__WRITTEN EXERCISE__
Please gather every line of the data below that contains the word "monkey", copying each one in full. Case counts, so match only that exact capitalization.
## Start
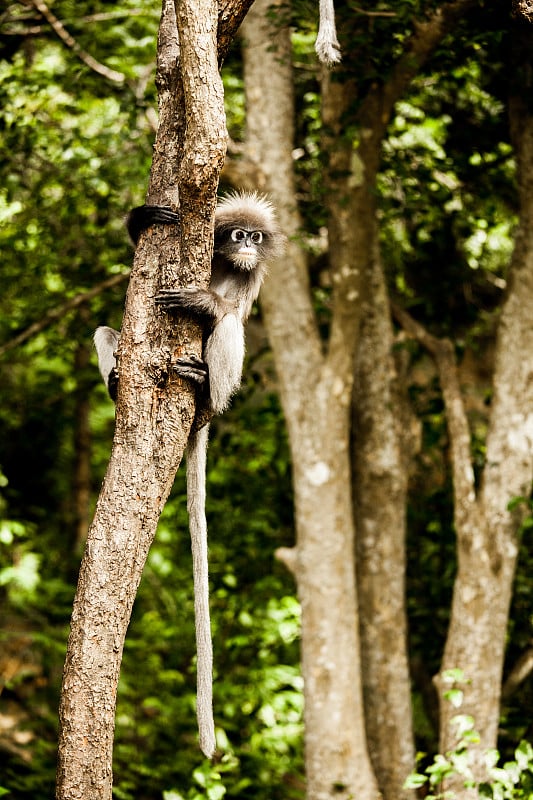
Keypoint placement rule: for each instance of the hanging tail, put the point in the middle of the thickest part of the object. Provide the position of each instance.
(196, 477)
(327, 45)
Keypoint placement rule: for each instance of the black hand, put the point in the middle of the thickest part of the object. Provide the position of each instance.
(143, 217)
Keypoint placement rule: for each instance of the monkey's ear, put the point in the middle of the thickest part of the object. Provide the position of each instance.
(143, 217)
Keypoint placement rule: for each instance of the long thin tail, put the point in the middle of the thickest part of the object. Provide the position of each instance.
(327, 45)
(196, 472)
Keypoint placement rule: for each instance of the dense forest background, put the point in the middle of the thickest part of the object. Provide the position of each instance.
(77, 121)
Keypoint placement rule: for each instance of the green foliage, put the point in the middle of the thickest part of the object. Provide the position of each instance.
(513, 780)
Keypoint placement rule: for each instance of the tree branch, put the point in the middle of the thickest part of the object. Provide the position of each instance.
(59, 312)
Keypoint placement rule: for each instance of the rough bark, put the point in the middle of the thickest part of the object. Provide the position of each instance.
(153, 418)
(316, 391)
(487, 530)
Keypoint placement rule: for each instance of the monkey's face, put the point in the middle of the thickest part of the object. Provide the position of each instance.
(241, 246)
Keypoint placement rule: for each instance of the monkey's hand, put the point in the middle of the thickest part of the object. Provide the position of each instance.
(143, 217)
(203, 302)
(193, 368)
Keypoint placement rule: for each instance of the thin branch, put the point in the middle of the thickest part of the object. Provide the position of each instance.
(374, 13)
(456, 419)
(59, 312)
(64, 35)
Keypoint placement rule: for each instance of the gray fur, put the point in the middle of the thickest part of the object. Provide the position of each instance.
(327, 45)
(237, 272)
(106, 343)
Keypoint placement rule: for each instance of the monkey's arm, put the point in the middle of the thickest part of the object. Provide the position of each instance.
(203, 302)
(143, 217)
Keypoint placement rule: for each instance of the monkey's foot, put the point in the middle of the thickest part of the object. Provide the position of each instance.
(112, 384)
(184, 297)
(192, 368)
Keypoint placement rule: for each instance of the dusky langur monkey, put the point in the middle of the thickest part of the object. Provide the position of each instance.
(246, 236)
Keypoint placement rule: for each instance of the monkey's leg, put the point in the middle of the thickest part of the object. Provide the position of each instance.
(143, 217)
(112, 384)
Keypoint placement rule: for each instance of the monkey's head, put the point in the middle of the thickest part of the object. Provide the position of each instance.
(246, 231)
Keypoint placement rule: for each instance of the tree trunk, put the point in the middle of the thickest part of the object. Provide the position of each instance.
(153, 419)
(315, 393)
(487, 529)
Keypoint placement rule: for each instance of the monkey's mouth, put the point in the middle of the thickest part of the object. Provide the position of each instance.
(246, 258)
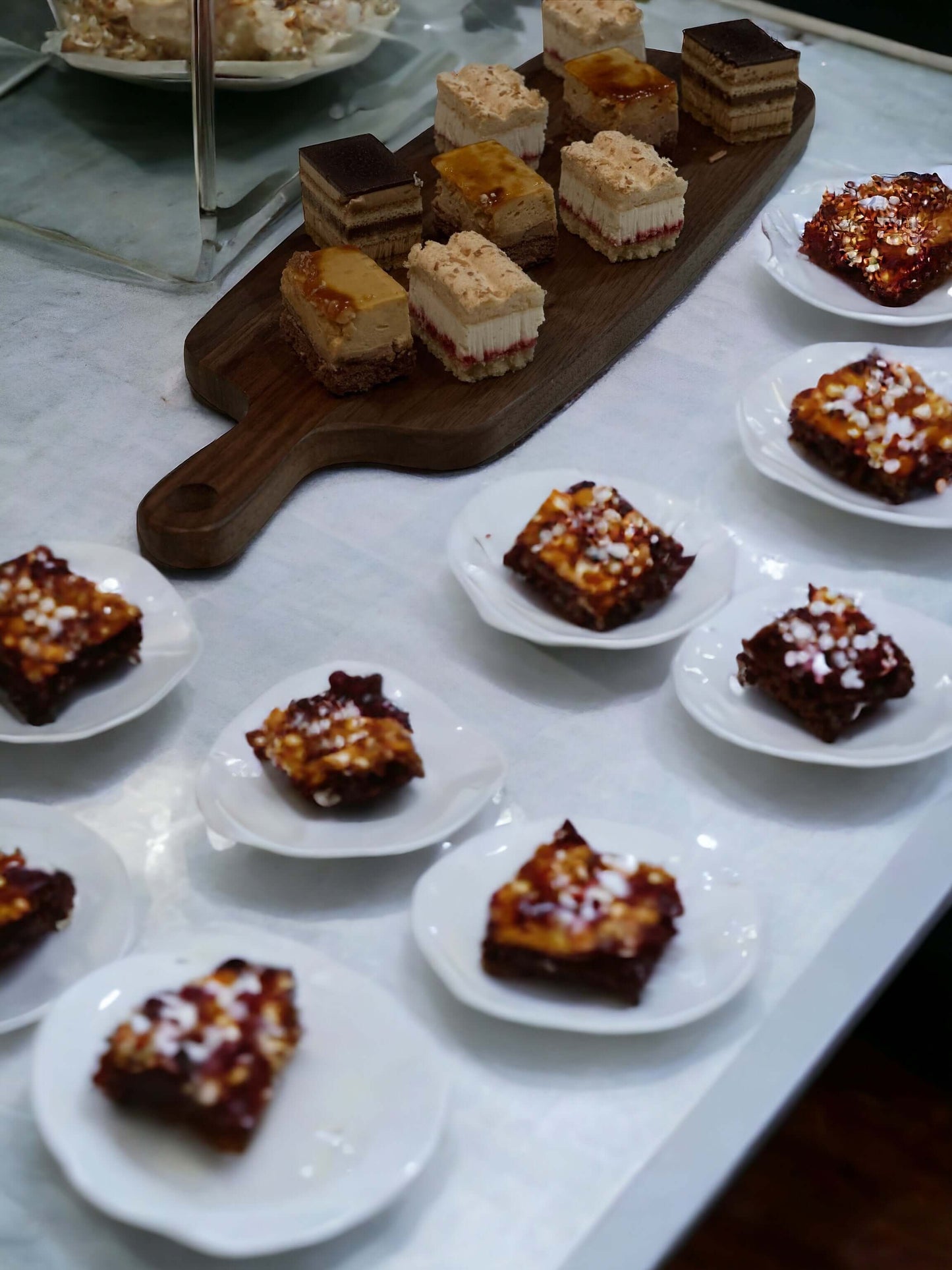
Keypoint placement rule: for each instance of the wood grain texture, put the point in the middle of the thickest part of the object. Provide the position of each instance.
(208, 509)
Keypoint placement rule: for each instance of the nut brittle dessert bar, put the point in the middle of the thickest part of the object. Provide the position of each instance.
(34, 904)
(827, 663)
(879, 427)
(59, 631)
(594, 559)
(348, 745)
(485, 188)
(576, 917)
(208, 1054)
(890, 235)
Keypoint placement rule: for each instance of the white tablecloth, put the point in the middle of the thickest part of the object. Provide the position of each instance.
(544, 1130)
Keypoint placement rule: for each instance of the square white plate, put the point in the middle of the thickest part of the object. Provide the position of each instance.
(489, 525)
(899, 732)
(102, 922)
(711, 958)
(763, 415)
(171, 648)
(354, 1118)
(245, 800)
(783, 223)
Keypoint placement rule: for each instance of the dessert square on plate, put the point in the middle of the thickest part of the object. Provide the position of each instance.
(889, 235)
(571, 28)
(485, 188)
(827, 662)
(357, 193)
(594, 558)
(739, 80)
(490, 103)
(347, 319)
(206, 1054)
(346, 746)
(474, 308)
(879, 427)
(59, 631)
(578, 917)
(615, 92)
(621, 197)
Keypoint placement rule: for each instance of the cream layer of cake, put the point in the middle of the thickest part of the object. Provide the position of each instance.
(571, 28)
(483, 103)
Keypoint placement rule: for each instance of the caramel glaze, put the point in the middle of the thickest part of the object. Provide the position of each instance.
(615, 75)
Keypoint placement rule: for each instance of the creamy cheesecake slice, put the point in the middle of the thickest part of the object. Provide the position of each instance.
(357, 193)
(485, 188)
(490, 103)
(621, 197)
(615, 92)
(472, 306)
(346, 319)
(571, 28)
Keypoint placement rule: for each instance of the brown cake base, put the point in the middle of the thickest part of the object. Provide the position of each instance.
(619, 977)
(345, 378)
(854, 470)
(41, 703)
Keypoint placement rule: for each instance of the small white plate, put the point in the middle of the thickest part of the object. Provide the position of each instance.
(171, 648)
(899, 732)
(245, 800)
(356, 1113)
(489, 525)
(711, 958)
(763, 413)
(103, 917)
(783, 223)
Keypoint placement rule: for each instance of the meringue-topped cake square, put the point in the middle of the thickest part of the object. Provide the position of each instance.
(574, 916)
(485, 188)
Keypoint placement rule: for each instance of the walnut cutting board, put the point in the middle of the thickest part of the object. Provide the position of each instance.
(208, 509)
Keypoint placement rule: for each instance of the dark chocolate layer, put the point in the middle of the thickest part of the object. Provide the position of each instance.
(741, 43)
(357, 165)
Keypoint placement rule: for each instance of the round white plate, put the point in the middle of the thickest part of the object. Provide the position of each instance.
(171, 648)
(103, 917)
(711, 958)
(899, 732)
(763, 413)
(249, 801)
(783, 223)
(354, 1118)
(239, 76)
(489, 525)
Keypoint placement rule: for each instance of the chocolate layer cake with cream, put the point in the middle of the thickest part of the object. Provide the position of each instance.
(357, 193)
(472, 306)
(739, 80)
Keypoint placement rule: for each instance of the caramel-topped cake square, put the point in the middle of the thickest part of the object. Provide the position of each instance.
(490, 103)
(739, 80)
(574, 916)
(890, 235)
(619, 93)
(208, 1054)
(594, 559)
(878, 426)
(347, 319)
(485, 188)
(827, 663)
(571, 28)
(357, 193)
(621, 197)
(348, 745)
(472, 306)
(59, 631)
(34, 904)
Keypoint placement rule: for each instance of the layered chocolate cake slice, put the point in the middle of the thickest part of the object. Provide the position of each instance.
(576, 917)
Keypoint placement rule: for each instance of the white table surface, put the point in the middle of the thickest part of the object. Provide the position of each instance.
(546, 1132)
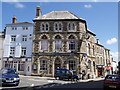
## End
__EXERCISE RESPONSE__
Keypoint placement rule: for each instance of the monkey's ear, put the point in the middle of the thickest part of the object. Provide the position of each instance.
Keypoint placement rule: for each instance of the monkey's face, put the point in the middle of the thickest part of the object. Provide the position of each instance.
Keypoint placement rule: for each instance of the monkey's hand, put the point in the middle of the thickest part of the object. Provide the position of each instance.
Keypoint placement rule: for each instance of the monkey's arm, put the point in the middle of the thickest part of the object. Provide the position of each instance.
Keypoint placement rule: for each instance of the monkey's foot, put the point in the middle of the thickest part of the object. Provide the position of each instance.
Keypoint placement rule: for each instance of the dusky langur monkey, put the point in the middle of the thickest part of the object. Provide the position of each instance.
Keypoint placement rule: for each instance of the monkey's leg, put the point in the middle of the thickest part of the object. Provide the position of each instance.
Keypoint placement rule: for each instance of the monkey's head, put the point in the middle of the thickest part of the object. Provide the position of each instance.
Keypoint placement rule: for each instance of the monkey's mouth, put the point in the middle of the thickest part of the object. Provide the position of each instance.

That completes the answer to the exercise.